EXERCISE DETAILS
Copy out the records that appear below, exactly as each one reads.

Natural language region descriptions

▼

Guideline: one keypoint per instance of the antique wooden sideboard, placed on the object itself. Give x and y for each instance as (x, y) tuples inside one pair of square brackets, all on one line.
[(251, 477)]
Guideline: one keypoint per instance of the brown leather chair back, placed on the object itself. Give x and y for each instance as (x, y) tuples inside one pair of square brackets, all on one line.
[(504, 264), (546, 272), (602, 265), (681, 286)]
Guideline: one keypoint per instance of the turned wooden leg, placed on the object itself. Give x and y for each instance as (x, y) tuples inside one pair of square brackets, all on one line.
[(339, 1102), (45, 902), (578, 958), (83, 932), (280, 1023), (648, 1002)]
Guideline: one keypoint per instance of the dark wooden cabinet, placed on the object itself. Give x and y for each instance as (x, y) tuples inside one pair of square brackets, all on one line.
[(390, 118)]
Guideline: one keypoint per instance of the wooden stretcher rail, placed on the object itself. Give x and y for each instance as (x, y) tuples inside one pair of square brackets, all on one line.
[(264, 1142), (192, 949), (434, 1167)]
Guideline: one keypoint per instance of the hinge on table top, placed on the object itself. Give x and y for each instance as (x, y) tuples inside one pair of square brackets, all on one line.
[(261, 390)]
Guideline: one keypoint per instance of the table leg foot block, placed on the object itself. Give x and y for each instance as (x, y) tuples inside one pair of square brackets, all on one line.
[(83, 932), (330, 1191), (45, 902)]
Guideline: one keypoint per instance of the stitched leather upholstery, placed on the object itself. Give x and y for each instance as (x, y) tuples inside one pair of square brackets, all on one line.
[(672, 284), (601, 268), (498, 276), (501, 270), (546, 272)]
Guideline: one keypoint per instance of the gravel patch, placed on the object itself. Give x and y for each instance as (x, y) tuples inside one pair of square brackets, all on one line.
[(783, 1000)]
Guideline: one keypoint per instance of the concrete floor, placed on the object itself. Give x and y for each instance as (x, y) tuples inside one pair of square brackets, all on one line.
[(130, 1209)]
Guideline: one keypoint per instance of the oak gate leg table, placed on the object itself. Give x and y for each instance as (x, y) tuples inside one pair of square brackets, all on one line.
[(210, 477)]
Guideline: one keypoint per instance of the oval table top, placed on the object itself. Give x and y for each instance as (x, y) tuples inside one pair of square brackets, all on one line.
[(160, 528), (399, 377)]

▲

COMPLETED EXERCISE
Guideline: one keypoint per instance of the antique wooden sideboard, placed on the object itself. Give x and y for each instance as (x, y) tuples inside one pair of square brackets, all on one line.
[(251, 477)]
Guideline: one keypoint per instance of the brown leather chair back, placed on the object itself. Give x and y for each instance as (x, y) tuples inside one pair of square brackets, all on one line.
[(504, 264), (546, 272), (602, 265), (681, 286)]
Guideline: one keypoint per instance of the turned wooden leg, placed on the object itself. Give x and y for each instance as (x, y) tuples inside one pair of square brackets, all on one line.
[(339, 1102), (45, 902), (578, 958), (83, 932), (280, 1023), (648, 1002)]
Guideline: one keypoint per instance of the dark wooden cabinet, placed on the object itself. Give x and y for each instance as (x, y) tuples inside one pair of square brackets, all on one line.
[(390, 118)]
Guideline: one keypoint per instance of the wooden stretcher rail, placed on the object itself. Give x and y for each instance as (x, y) tuples inside one pair of square brackets, all on one line.
[(264, 1142), (192, 949), (434, 1167)]
Guideline: one keypoint per instance of the hinge on table top, placed on the object itself. Give x and y for each instance as (x, y) tuples inside one pair of square brackets, all on one line.
[(261, 390)]
Guideline: one keypoint per instance of the table leg foot block, placed on the object itself. Give x and y for each instance as (x, y) tuples inside one pair of square brackets, all on one line.
[(83, 932), (330, 1191), (45, 902)]
Guideline: one keypoint per instance of the stitched leather upholstery, placed on the object itself. Give x and y for each instance as (x, y) tuples inside one pair of square brackets, all on one line.
[(672, 284), (601, 268), (498, 276), (501, 270), (546, 272)]
Guideline: one keypoint per instance of the gravel patch, placed on the object itself. Give x and y for each instance as (x, y) tuples inside one pair of square brackets, all on one line.
[(783, 1000)]
Guideline: one keypoint per instance of the concrete floor, placed on the object itself. Give x and y for each instance as (x, y) tuples inside one pair of square brackets, all on one line.
[(130, 1209)]
Guideline: one keypoint per instance of the oak gate leg table, placed on the object itself. Give x and y for each instance as (x, y) tuples inside one pair of square brackets, all on one line.
[(210, 477)]
Guideline: one keypoint per instance of the oval table top, placed on the object itself. Give x and y for each instance as (x, y) tuples inside one pair of square brackets, all on one line.
[(160, 528), (399, 377)]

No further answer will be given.